### Exercise
Reproduce word for word the part of the entries below starting at the line that contains "Target: sliding glass door" and ending at the final line of the entries.

__________

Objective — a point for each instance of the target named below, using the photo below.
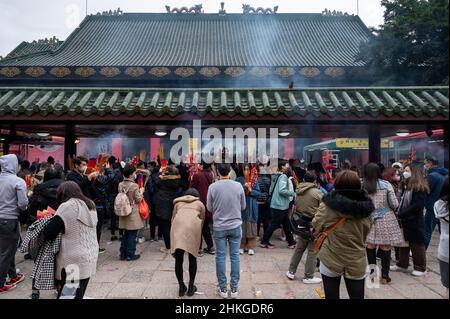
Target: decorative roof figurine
(195, 9)
(222, 8)
(117, 12)
(247, 9)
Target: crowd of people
(345, 220)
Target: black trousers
(9, 241)
(355, 288)
(153, 221)
(206, 232)
(81, 290)
(179, 256)
(164, 226)
(279, 218)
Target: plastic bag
(144, 210)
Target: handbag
(301, 225)
(144, 210)
(326, 233)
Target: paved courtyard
(262, 276)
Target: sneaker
(14, 281)
(290, 275)
(399, 269)
(135, 257)
(210, 251)
(417, 273)
(267, 245)
(7, 288)
(35, 295)
(223, 293)
(313, 280)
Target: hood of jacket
(441, 209)
(186, 199)
(9, 164)
(351, 203)
(304, 187)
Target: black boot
(182, 290)
(192, 289)
(385, 266)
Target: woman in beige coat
(185, 236)
(131, 223)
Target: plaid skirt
(386, 231)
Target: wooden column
(9, 139)
(374, 143)
(446, 146)
(70, 148)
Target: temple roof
(193, 40)
(424, 103)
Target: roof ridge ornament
(117, 12)
(198, 8)
(327, 12)
(247, 9)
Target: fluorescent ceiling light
(43, 134)
(402, 133)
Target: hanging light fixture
(402, 133)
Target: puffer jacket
(344, 250)
(308, 199)
(168, 189)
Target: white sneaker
(313, 280)
(290, 275)
(417, 273)
(399, 269)
(223, 294)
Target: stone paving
(262, 276)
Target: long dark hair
(69, 190)
(444, 191)
(371, 175)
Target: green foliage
(412, 45)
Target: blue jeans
(128, 244)
(233, 237)
(430, 224)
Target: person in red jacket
(201, 181)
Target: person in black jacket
(168, 188)
(44, 195)
(412, 221)
(77, 176)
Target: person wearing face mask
(279, 195)
(436, 178)
(77, 176)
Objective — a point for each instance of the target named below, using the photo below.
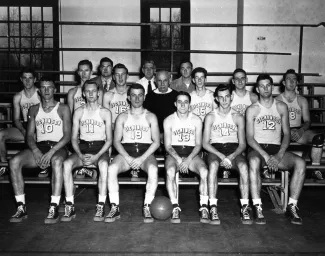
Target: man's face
(265, 88)
(84, 72)
(182, 104)
(239, 80)
(162, 81)
(186, 70)
(291, 82)
(28, 80)
(91, 92)
(199, 79)
(120, 76)
(106, 69)
(148, 70)
(136, 98)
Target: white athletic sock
(101, 199)
(20, 198)
(55, 199)
(292, 201)
(257, 201)
(148, 199)
(213, 201)
(114, 198)
(69, 199)
(244, 201)
(204, 200)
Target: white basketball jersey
(49, 126)
(26, 103)
(267, 125)
(183, 131)
(223, 129)
(92, 126)
(202, 105)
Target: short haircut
(180, 93)
(106, 59)
(135, 87)
(221, 88)
(85, 62)
(199, 70)
(27, 70)
(264, 77)
(237, 70)
(293, 72)
(120, 65)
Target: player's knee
(318, 140)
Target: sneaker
(204, 214)
(114, 214)
(259, 215)
(21, 213)
(100, 213)
(69, 212)
(53, 215)
(214, 215)
(245, 215)
(176, 215)
(44, 173)
(147, 218)
(292, 214)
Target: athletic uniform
(183, 135)
(49, 128)
(136, 135)
(268, 129)
(118, 104)
(202, 105)
(92, 131)
(224, 133)
(240, 104)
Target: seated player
(183, 142)
(136, 138)
(51, 120)
(298, 111)
(22, 101)
(93, 123)
(224, 139)
(266, 121)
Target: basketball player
(224, 139)
(202, 100)
(300, 131)
(136, 138)
(183, 142)
(266, 120)
(22, 101)
(93, 122)
(52, 122)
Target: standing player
(300, 132)
(202, 100)
(183, 142)
(224, 139)
(266, 120)
(136, 138)
(93, 122)
(22, 101)
(52, 122)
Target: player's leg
(171, 169)
(24, 159)
(117, 166)
(198, 166)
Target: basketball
(161, 208)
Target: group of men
(199, 130)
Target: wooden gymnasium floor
(130, 236)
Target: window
(165, 36)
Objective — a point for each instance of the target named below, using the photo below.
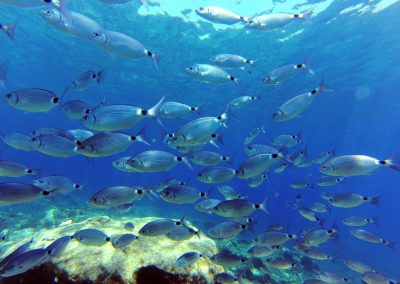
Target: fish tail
(186, 161)
(141, 136)
(306, 14)
(323, 88)
(264, 206)
(199, 109)
(376, 199)
(100, 77)
(3, 73)
(235, 80)
(155, 111)
(10, 30)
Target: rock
(145, 257)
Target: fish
(32, 100)
(281, 74)
(315, 236)
(258, 164)
(188, 259)
(253, 134)
(329, 181)
(351, 200)
(123, 241)
(228, 192)
(3, 73)
(310, 215)
(358, 221)
(210, 74)
(201, 130)
(262, 251)
(238, 208)
(230, 229)
(108, 143)
(118, 117)
(287, 140)
(182, 194)
(373, 277)
(231, 61)
(129, 226)
(15, 193)
(57, 247)
(258, 180)
(274, 21)
(155, 161)
(215, 175)
(280, 263)
(322, 157)
(114, 196)
(72, 23)
(207, 205)
(91, 237)
(242, 101)
(16, 170)
(18, 141)
(274, 238)
(371, 238)
(294, 107)
(228, 259)
(123, 45)
(225, 277)
(55, 145)
(219, 15)
(356, 165)
(207, 158)
(88, 78)
(58, 184)
(19, 250)
(75, 109)
(178, 110)
(358, 267)
(182, 233)
(161, 227)
(9, 29)
(25, 261)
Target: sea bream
(123, 45)
(118, 117)
(273, 21)
(210, 74)
(219, 15)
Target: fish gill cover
(199, 141)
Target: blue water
(348, 51)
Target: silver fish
(123, 45)
(75, 109)
(155, 161)
(32, 100)
(124, 240)
(115, 196)
(178, 110)
(18, 141)
(15, 193)
(160, 227)
(214, 175)
(91, 237)
(210, 74)
(88, 78)
(355, 165)
(207, 158)
(118, 117)
(188, 259)
(219, 15)
(237, 208)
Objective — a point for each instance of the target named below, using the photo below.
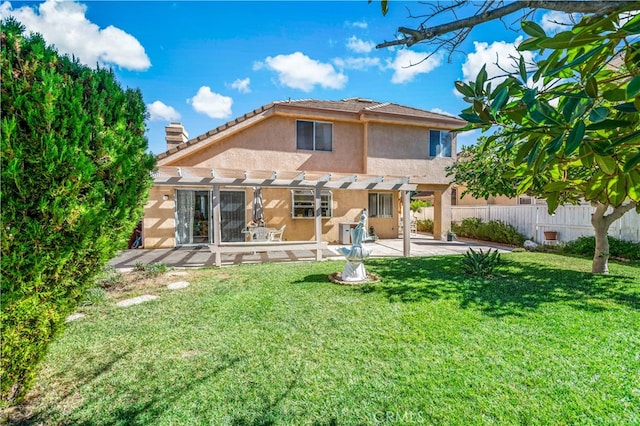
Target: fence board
(569, 221)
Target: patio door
(193, 217)
(232, 215)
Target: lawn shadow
(517, 287)
(148, 408)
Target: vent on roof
(175, 134)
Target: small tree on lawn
(569, 123)
(75, 174)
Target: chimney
(175, 135)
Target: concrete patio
(200, 256)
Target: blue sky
(204, 63)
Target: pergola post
(406, 220)
(217, 228)
(318, 222)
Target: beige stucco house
(317, 164)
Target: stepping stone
(178, 285)
(136, 300)
(74, 317)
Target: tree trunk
(601, 224)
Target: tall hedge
(75, 175)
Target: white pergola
(317, 181)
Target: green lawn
(544, 342)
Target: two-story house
(317, 164)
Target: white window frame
(440, 145)
(314, 136)
(379, 200)
(303, 204)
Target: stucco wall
(404, 150)
(271, 145)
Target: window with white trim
(380, 204)
(440, 143)
(314, 135)
(303, 203)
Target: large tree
(568, 123)
(75, 174)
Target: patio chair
(277, 235)
(259, 234)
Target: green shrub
(155, 269)
(75, 174)
(585, 246)
(425, 225)
(479, 263)
(493, 230)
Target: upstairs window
(440, 143)
(380, 204)
(314, 135)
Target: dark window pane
(304, 135)
(323, 136)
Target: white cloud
(298, 71)
(498, 58)
(357, 24)
(242, 86)
(212, 104)
(441, 111)
(360, 46)
(408, 64)
(64, 25)
(359, 64)
(555, 21)
(158, 111)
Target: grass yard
(543, 342)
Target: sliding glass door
(194, 222)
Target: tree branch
(597, 8)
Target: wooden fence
(569, 221)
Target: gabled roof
(358, 108)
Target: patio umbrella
(257, 212)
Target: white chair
(277, 235)
(259, 234)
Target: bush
(479, 263)
(493, 230)
(586, 246)
(425, 225)
(75, 175)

__________

### Answer to this exercise
Target: sliding glass door
(194, 222)
Target: tree branch
(597, 8)
Target: wooden fence
(569, 221)
Target: gabled roof
(358, 108)
Target: patio umbrella
(257, 212)
Target: white chair
(277, 235)
(259, 234)
Target: bush
(479, 263)
(493, 230)
(586, 246)
(425, 225)
(75, 175)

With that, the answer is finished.